Lines of data:
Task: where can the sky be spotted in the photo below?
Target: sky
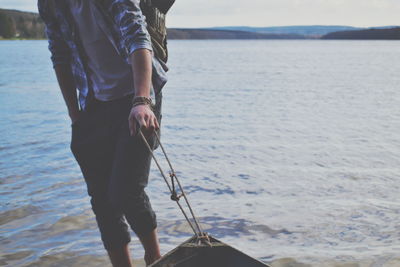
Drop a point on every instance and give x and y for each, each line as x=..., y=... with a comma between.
x=262, y=13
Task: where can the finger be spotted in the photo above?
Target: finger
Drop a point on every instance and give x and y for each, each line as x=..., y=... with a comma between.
x=152, y=126
x=157, y=126
x=142, y=123
x=132, y=126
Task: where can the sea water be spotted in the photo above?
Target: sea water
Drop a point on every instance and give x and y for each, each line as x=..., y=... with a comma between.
x=288, y=150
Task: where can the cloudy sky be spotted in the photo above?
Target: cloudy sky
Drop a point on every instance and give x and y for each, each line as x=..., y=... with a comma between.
x=201, y=13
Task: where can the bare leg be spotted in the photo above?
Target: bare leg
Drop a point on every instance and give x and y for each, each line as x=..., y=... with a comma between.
x=151, y=247
x=120, y=257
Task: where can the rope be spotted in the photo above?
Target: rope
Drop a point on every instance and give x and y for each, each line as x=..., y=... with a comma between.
x=197, y=229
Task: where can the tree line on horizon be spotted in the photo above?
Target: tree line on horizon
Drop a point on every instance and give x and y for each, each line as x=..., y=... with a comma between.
x=28, y=25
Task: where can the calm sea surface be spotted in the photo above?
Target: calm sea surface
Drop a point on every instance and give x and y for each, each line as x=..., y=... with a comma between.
x=289, y=150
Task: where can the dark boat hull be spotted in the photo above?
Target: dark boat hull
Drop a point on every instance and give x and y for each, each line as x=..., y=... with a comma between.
x=190, y=254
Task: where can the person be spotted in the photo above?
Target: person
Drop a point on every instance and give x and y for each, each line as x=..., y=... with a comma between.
x=102, y=49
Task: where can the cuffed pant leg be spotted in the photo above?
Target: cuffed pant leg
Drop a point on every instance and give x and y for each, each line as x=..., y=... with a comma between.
x=129, y=177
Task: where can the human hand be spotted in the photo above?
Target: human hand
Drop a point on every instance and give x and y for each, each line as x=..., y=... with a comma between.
x=144, y=116
x=74, y=115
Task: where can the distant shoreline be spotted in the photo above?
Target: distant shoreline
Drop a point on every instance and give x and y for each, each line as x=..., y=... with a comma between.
x=19, y=25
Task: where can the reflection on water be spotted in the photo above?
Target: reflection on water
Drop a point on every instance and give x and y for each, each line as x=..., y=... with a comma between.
x=290, y=154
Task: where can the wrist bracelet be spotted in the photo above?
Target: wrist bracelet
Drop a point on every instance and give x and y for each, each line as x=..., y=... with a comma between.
x=141, y=100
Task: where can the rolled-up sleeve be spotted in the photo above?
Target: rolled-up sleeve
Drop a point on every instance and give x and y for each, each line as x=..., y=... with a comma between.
x=60, y=53
x=131, y=22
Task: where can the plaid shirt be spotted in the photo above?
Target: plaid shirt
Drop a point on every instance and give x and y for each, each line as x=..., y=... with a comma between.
x=126, y=30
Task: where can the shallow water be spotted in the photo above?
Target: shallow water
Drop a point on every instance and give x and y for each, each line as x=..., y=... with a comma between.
x=290, y=151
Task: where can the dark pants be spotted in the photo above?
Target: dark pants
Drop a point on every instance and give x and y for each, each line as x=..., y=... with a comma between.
x=116, y=167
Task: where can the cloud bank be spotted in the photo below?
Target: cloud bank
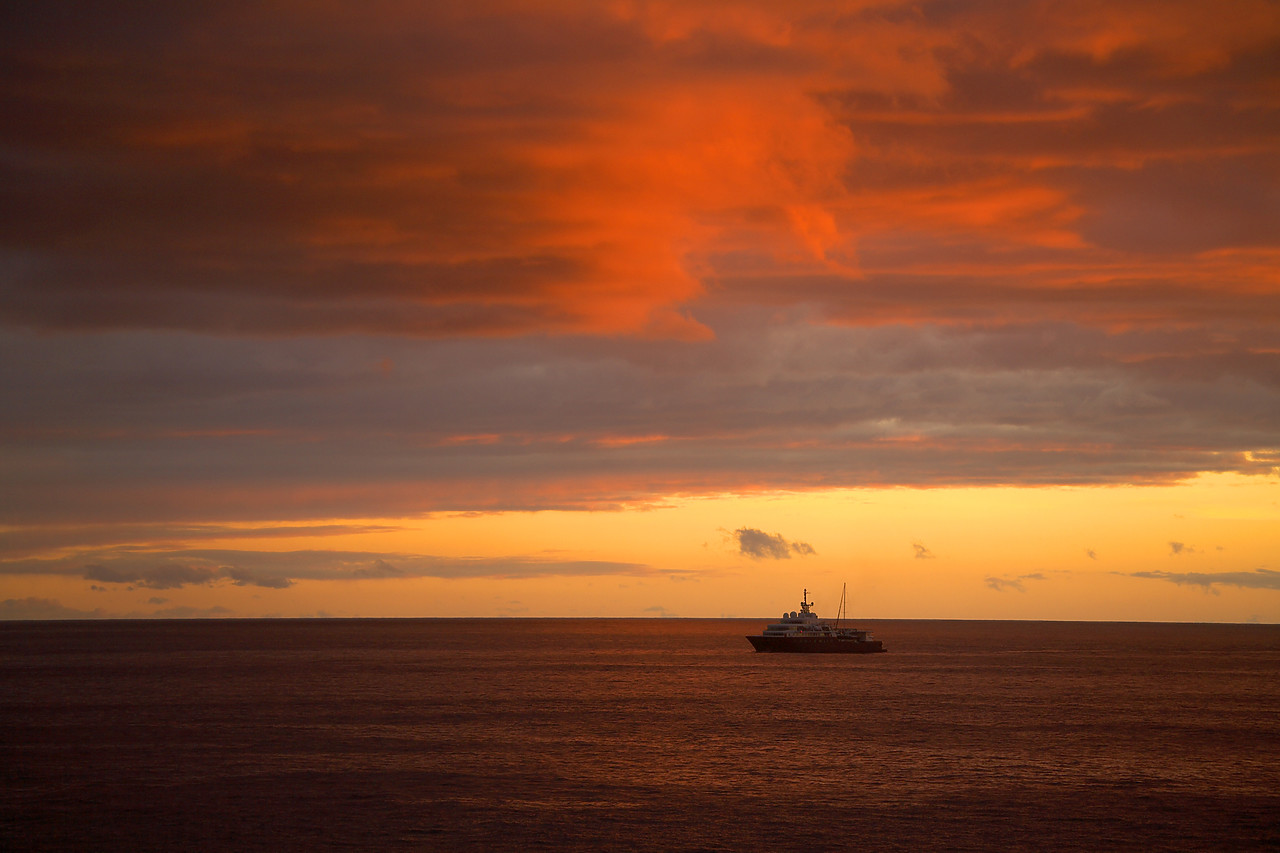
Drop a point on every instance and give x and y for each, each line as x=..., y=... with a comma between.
x=280, y=570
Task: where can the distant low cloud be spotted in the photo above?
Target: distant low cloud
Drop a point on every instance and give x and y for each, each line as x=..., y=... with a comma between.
x=759, y=544
x=42, y=609
x=1001, y=584
x=1211, y=580
x=280, y=570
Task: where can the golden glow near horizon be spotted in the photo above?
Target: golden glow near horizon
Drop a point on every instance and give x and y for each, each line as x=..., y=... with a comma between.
x=635, y=309
x=1184, y=552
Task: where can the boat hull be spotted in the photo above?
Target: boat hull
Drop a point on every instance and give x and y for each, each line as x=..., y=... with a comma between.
x=816, y=644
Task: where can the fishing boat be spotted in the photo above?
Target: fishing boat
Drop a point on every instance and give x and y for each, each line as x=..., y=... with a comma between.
x=803, y=632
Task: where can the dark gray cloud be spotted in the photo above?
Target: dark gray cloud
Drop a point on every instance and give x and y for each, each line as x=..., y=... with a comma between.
x=44, y=609
x=759, y=544
x=1210, y=580
x=190, y=429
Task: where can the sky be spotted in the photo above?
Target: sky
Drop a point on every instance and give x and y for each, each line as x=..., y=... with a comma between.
x=640, y=309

What the exercise asks. Convert every one of the rows above into a Markdown table with the columns Row and Line, numbering each row and skipping blank lines. Leave the pictures out of the table.

Expected answer.
| Row | Line |
|---|---|
| 1 | Task: where can the sky be spotted in the photo below? |
| 2 | Target: sky |
| 3 | Drop a point on every instance and give x and y for each, each line as x=..., y=... with a comma between. |
| 4 | x=262, y=13 |
| 5 | Task: where can the finger be spotted in the photo above? |
| 6 | Target: finger |
| 7 | Drop a point on every instance and give x and y for each, each line as x=..., y=... with a comma between. |
| 8 | x=152, y=126 |
| 9 | x=157, y=126 |
| 10 | x=142, y=123 |
| 11 | x=132, y=126 |
| 12 | Task: where can the sea water be spotted in the photo above? |
| 13 | Target: sea water |
| 14 | Drop a point on every instance and give x and y for each, each line as x=..., y=... with a comma between. |
| 15 | x=288, y=150 |
| 16 | Task: where can the cloudy sky be spotted in the photo above? |
| 17 | Target: cloudy sky |
| 18 | Drop a point on every instance and give x and y for each, each line as x=..., y=... with a comma between. |
| 19 | x=201, y=13 |
| 20 | Task: where can the bare leg be spotted in the photo above? |
| 21 | Target: bare leg |
| 22 | Drop a point on every instance and give x and y for each, each line as x=..., y=... with a comma between. |
| 23 | x=151, y=247 |
| 24 | x=120, y=257 |
| 25 | Task: where can the rope be spotted in the photo above? |
| 26 | Target: rope |
| 27 | Drop a point on every instance and give x and y for each, each line as x=..., y=... with a comma between. |
| 28 | x=197, y=229 |
| 29 | Task: where can the tree line on horizon be spotted in the photo above? |
| 30 | Target: tree line on horizon |
| 31 | Drop a point on every instance and give x and y for each, each line as x=..., y=... with a comma between. |
| 32 | x=28, y=25 |
| 33 | Task: where can the calm sea surface be spotted in the photo above? |
| 34 | Target: calm sea surface |
| 35 | Drop a point on every instance and give x and y for each, each line as x=..., y=... with a comma between. |
| 36 | x=289, y=150 |
| 37 | Task: where can the dark boat hull be spotted in the photo above? |
| 38 | Target: dark boat hull |
| 39 | Drop a point on every instance and give x and y for each, each line as x=..., y=... with a comma between. |
| 40 | x=190, y=254 |
| 41 | Task: where can the person be spotted in the photo above? |
| 42 | Target: person |
| 43 | Drop a point on every instance and give x and y for each, each line as x=..., y=... with a comma between. |
| 44 | x=102, y=49 |
| 45 | Task: where can the cuffed pant leg be spotted in the photo above? |
| 46 | Target: cuffed pant leg |
| 47 | Drop a point on every instance and give x and y for each, each line as x=..., y=... with a comma between. |
| 48 | x=129, y=177 |
| 49 | Task: where can the human hand be spotted in the photo above? |
| 50 | Target: human hand |
| 51 | Drop a point on every instance and give x and y for each, each line as x=..., y=... with a comma between. |
| 52 | x=144, y=116 |
| 53 | x=74, y=115 |
| 54 | Task: where can the distant shoreline be spotted in the photo above? |
| 55 | Target: distant shoreline |
| 56 | Drop a point on every instance and give x and y for each, each line as x=..., y=... with a comma between. |
| 57 | x=19, y=25 |
| 58 | Task: where can the reflection on water be spotted in the photo above? |
| 59 | Target: reflection on water |
| 60 | Drop a point on every instance and give x and y for each, each line as x=..., y=... with a comma between. |
| 61 | x=290, y=154 |
| 62 | Task: where can the wrist bracelet be spotted in the photo above? |
| 63 | Target: wrist bracelet |
| 64 | Drop a point on every instance and give x and y for each, each line as x=..., y=... with a comma between. |
| 65 | x=141, y=100 |
| 66 | Task: where can the rolled-up sleeve be spotted in the photo above? |
| 67 | Target: rolled-up sleeve |
| 68 | Drop a point on every instance and give x and y for each, each line as x=..., y=... with a comma between. |
| 69 | x=60, y=53 |
| 70 | x=131, y=22 |
| 71 | Task: where can the plaid shirt be spotted in the photo above? |
| 72 | Target: plaid shirt |
| 73 | Drop a point on every instance and give x and y for each, each line as x=..., y=... with a comma between. |
| 74 | x=126, y=30 |
| 75 | Task: where can the shallow water be spotted in the photo above? |
| 76 | Target: shallow water |
| 77 | Drop a point on every instance and give x and y for each, each line as x=..., y=... with a comma between. |
| 78 | x=290, y=151 |
| 79 | Task: where can the dark pants be spotted in the photo above? |
| 80 | Target: dark pants |
| 81 | Drop a point on every instance and give x and y for each, each line as x=..., y=... with a comma between. |
| 82 | x=116, y=167 |
| 83 | Task: where can the cloud bank be spotted in the photo below? |
| 84 | Target: cloud bank |
| 85 | Drop a point on every instance and give x and y for each, each line as x=..., y=... with a comma between. |
| 86 | x=280, y=570 |
| 87 | Task: where can the distant low cloud be spotted in the photo above? |
| 88 | Target: distant low cloud |
| 89 | Drop a point on every instance and give x and y for each, each line as x=..., y=... with a comma between. |
| 90 | x=759, y=544 |
| 91 | x=42, y=609 |
| 92 | x=1001, y=584 |
| 93 | x=1211, y=580 |
| 94 | x=280, y=570 |
| 95 | Task: where can the golden glow near horizon be spotted in the photo above? |
| 96 | Target: golden glow near horizon |
| 97 | Drop a point on every instance and give x and y for each, each line as x=..., y=... with a comma between. |
| 98 | x=635, y=309 |
| 99 | x=1184, y=552 |
| 100 | Task: where can the boat hull be spotted in the photo above? |
| 101 | Target: boat hull |
| 102 | Drop a point on every instance and give x and y for each, each line as x=..., y=... with a comma between. |
| 103 | x=816, y=644 |
| 104 | Task: where can the fishing boat be spotted in the photo above? |
| 105 | Target: fishing boat |
| 106 | Drop a point on every instance and give x and y for each, each line as x=..., y=... with a comma between. |
| 107 | x=803, y=632 |
| 108 | Task: where can the dark gray cloud be spotted in the photo above? |
| 109 | Target: dark gray cloud |
| 110 | Drop a point on every instance and give x and y for each, each line as x=..., y=... with a comma between. |
| 111 | x=44, y=609 |
| 112 | x=759, y=544 |
| 113 | x=1210, y=580 |
| 114 | x=190, y=429 |
| 115 | Task: where can the sky be spotted in the photo above? |
| 116 | Target: sky |
| 117 | Drop a point on every instance and give x and y for each, each line as x=..., y=... with a comma between. |
| 118 | x=640, y=309 |